*BRANO DI TESTO:*
Questo testo è apparso nel catalogo della mostra “Semi di pace. Suoni di pietra. Città sonore” a Firenze nel chiostro di Santa Croce dall’8 al 13 ottobre 2013.
Il catalogo “Ascoltare la pietra. Sculture di Pinuccio Sciola” è edito da Gangemi.
Era da lunga data che leggevo e sentivo parlare di Pinuccio Sciola, l’artista che fa cantare la pietra. Mi ripromettevo da tempo di andare a San Sperate, il paese sardo dove è nato e dove lavora. Sono partito così con mia moglie Manuela, senza programmarlo, come sempre faccio io, d’impulso, in una tarda mattinata di agosto.
Sulla superstrada 131, che collega Cagliari con Sassari ed è l’asse portante della Sardegna, i cartelli per San Sperate segnalano soprattutto centri commerciali. Lasciata la 131, le strade che percorriamo, seguendo indicazioni evanescenti, attraversano una campagna assolata ma fertile, ricca di orti e di frutteti, fatta di una pianura leggermente ondulata, sullo sfondo della quale si stagliano i monti aspri dell’isola. Superando via via case sparse, banchi improvvisati lungo la strada dove si vendono verdura e frutta, indicazioni stradali non sempre attendibili né logiche, giungiamo infine alla periferia del paese. San Sperate è un paese museo, nel quale da ogni parte del mondo sono stati chiamati artisti a lasciare un segno, anno dopo anno, attraverso la pittura di murales sulle facciate delle case e sui muri delle strade. Non c’è quasi via, non c’è quasi facciata che non sia un’opera d’arte.
Le case, basse, sono quelle tipiche del Campidano, affacciate su una corte chiusa da un alto muro nel quale si apre il portale carrabile, impreziosito da due battenti di legno modanati e spesso ricchi di decorazioni, che rendono impenetrabile l’interno alla vista di chi passa dalla strada. Così ogni casa è un piccolo mondo concluso, come le “insulae” degli antichi romani. C’è molto dell’epoca romana in questa Sardegna, come se i secoli non fossero passati.
Quando arriviamo, sul finire della mattinata, il paese è silenzioso, quasi deserto. Non c’è una bottega aperta, tutto è sbarrato. La gente è chiusa nella case; ogni tanto passa qualcuno in bicicletta, ma scompare subito alla vista con pedalate frettolose. Su una piazza un po’ più grande vediamo un bar con una loggia ombrosa, qualche tavolino di plastica ed un paio di avventori. Entriamo sperando di trovare qualcosa da mangiare e soprattutto di ricevere un’indicazione per trovare la casa museo di Sciola. Il barista è cortese, ma da mangiare c’è ben poco: un tramezzino di pane in cassetta che ha conosciuto tempi migliori. Optiamo per un semplice bicchiere di acqua.

*DATI RIPORTATI:*
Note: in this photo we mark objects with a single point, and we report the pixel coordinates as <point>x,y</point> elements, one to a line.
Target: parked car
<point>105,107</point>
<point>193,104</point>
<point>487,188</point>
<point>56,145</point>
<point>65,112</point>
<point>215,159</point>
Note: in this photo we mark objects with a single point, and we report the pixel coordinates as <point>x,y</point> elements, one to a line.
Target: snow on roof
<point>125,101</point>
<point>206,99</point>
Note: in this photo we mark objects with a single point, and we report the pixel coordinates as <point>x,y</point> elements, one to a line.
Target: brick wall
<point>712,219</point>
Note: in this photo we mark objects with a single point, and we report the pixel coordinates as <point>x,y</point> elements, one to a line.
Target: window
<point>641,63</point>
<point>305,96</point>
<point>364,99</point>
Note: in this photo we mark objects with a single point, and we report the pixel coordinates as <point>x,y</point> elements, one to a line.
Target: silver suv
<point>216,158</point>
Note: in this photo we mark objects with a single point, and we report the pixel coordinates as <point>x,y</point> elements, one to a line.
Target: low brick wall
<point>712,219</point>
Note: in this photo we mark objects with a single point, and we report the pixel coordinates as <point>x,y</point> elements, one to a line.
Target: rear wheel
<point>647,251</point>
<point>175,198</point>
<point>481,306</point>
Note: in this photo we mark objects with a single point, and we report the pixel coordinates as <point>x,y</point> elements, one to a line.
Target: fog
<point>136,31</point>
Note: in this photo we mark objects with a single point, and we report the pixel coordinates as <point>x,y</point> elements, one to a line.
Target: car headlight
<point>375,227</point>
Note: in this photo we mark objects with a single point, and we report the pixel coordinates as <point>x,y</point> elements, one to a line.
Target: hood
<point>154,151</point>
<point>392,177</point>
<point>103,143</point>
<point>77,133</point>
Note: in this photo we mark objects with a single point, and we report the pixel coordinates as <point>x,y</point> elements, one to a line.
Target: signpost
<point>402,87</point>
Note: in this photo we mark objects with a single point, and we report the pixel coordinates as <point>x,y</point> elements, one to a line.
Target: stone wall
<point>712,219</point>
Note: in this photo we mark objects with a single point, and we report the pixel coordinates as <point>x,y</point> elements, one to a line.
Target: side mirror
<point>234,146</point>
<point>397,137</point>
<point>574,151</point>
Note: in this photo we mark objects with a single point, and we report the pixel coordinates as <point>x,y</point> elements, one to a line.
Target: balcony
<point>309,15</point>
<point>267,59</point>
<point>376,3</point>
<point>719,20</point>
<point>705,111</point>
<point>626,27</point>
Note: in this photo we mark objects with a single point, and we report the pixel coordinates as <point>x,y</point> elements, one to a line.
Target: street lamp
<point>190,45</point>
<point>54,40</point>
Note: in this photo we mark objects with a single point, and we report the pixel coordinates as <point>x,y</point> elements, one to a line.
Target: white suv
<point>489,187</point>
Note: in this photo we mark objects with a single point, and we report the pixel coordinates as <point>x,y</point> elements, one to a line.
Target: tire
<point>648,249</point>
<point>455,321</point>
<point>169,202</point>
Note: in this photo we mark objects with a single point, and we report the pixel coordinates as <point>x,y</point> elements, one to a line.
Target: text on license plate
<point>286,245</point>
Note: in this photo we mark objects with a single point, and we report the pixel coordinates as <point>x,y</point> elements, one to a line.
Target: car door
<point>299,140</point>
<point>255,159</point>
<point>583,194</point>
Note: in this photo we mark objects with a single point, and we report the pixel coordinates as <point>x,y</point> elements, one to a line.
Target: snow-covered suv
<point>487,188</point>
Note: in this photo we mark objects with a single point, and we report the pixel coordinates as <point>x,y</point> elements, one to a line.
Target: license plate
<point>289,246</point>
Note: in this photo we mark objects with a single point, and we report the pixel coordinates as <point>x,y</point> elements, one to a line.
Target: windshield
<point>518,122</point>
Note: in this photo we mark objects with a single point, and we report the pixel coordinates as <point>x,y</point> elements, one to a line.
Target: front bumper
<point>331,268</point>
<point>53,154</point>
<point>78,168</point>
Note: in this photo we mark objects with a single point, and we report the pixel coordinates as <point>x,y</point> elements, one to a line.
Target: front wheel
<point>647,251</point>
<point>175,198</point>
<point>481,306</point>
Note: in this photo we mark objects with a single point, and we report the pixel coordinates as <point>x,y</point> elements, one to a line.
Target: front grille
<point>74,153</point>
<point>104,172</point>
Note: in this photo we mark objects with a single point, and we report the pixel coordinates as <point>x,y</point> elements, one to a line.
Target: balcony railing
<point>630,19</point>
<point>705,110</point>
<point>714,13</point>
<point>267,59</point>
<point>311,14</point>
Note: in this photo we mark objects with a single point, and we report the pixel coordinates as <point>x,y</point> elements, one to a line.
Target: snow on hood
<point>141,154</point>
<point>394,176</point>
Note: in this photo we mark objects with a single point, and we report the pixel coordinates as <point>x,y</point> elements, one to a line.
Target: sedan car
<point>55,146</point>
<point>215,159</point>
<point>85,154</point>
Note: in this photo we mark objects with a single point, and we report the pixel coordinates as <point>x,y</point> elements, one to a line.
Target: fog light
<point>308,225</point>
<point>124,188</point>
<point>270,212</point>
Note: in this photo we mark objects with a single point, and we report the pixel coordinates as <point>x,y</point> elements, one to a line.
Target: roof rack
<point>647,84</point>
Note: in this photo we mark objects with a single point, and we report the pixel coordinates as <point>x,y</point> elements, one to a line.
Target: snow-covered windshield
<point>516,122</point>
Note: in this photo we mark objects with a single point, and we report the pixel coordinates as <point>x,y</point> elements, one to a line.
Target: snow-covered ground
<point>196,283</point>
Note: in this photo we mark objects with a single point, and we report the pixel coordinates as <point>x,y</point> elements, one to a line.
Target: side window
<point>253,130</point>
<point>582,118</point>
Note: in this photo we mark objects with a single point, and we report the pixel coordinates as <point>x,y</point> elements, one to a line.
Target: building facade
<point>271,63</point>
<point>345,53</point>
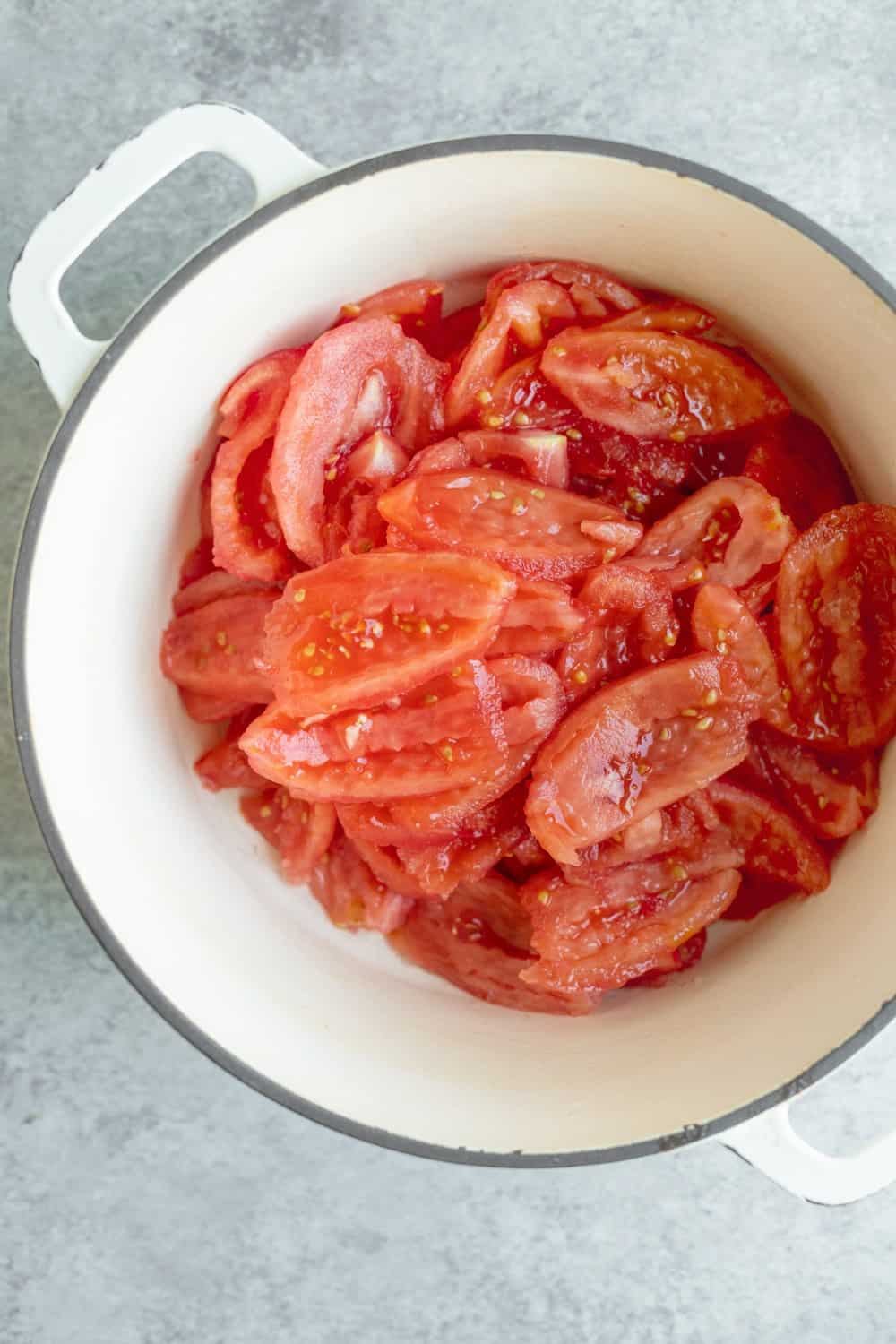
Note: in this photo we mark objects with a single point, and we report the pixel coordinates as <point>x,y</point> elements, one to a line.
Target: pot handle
<point>62,352</point>
<point>771,1145</point>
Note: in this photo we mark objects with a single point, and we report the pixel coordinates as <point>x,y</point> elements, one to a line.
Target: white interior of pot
<point>193,894</point>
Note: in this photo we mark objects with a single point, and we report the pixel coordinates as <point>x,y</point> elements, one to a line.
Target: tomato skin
<point>798,464</point>
<point>521,314</point>
<point>592,289</point>
<point>632,625</point>
<point>533,531</point>
<point>656,384</point>
<point>723,624</point>
<point>351,895</point>
<point>414,749</point>
<point>354,379</point>
<point>215,650</point>
<point>225,765</point>
<point>831,795</point>
<point>637,746</point>
<point>731,531</point>
<point>250,545</point>
<point>390,623</point>
<point>613,948</point>
<point>301,832</point>
<point>478,940</point>
<point>836,628</point>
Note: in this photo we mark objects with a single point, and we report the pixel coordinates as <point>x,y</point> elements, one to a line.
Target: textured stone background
<point>145,1198</point>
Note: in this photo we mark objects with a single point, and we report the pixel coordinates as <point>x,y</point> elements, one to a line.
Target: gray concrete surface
<point>145,1198</point>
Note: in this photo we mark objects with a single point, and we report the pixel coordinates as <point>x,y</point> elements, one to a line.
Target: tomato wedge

*OBIETTIVO:* Riporta fedelmente il passo del testo sulla visita a San Sperate compreso tra “Quando arriviamo, sul” e “bicchiere di acqua.”, estremi inclusi. Le voci riportate non hanno alcun ruolo in questo esercizio.

*ESERCIZIO SVOLTO:*
Quando arriviamo, sul finire della mattinata, il paese è silenzioso, quasi deserto. Non c’è una bottega aperta, tutto è sbarrato. La gente è chiusa nella case; ogni tanto passa qualcuno in bicicletta, ma scompare subito alla vista con pedalate frettolose. Su una piazza un po’ più grande vediamo un bar con una loggia ombrosa, qualche tavolino di plastica ed un paio di avventori. Entriamo sperando di trovare qualcosa da mangiare e soprattutto di ricevere un’indicazione per trovare la casa museo di Sciola. Il barista è cortese, ma da mangiare c’è ben poco: un tramezzino di pane in cassetta che ha conosciuto tempi migliori. Optiamo per un semplice bicchiere di acqua.